AIM OF THE TASK
Report the lines of the data below that contain the string "each".

MATERIAL SUPPLIED
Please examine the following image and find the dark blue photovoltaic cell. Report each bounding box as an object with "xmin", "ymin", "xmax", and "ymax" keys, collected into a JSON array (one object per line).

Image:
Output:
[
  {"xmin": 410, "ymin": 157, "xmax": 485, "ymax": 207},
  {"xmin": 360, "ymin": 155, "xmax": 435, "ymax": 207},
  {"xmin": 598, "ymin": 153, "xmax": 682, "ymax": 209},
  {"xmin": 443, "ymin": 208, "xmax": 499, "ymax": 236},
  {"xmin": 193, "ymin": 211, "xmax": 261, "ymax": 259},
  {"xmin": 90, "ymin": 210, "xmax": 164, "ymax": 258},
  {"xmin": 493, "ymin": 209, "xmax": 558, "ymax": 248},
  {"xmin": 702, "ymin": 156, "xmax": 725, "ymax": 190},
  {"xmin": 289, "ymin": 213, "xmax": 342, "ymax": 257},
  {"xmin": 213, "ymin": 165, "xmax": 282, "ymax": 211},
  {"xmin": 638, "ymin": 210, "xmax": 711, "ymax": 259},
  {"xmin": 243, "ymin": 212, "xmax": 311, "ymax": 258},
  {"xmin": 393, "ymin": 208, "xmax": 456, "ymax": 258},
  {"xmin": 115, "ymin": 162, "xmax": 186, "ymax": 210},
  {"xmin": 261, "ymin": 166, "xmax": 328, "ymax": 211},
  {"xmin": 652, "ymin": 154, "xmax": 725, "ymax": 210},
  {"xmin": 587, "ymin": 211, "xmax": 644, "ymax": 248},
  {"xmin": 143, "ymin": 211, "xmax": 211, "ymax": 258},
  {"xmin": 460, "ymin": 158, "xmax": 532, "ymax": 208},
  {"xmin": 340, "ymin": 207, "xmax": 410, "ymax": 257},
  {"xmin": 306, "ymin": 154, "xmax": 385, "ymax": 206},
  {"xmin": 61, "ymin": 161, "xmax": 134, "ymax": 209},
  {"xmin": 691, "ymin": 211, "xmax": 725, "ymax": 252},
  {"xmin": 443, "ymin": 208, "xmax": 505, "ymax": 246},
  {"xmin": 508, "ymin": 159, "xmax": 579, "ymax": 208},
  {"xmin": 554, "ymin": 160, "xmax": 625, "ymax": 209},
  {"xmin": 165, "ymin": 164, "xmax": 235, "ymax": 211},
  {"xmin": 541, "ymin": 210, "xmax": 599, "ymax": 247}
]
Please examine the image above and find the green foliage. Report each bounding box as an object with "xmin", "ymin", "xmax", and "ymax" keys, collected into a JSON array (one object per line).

EXPECTED ANSWER
Please examine the following image and find the dark blue photovoltaic cell. Report each bounding box as an object with "xmin", "ymin", "xmax", and "ymax" keys, collected into a JSON array (one object per line).
Please examine the image above and find the green foliage. Report each bounding box as an object with "xmin", "ymin", "xmax", and "ymax" keys, collected into a JSON array (one object per line).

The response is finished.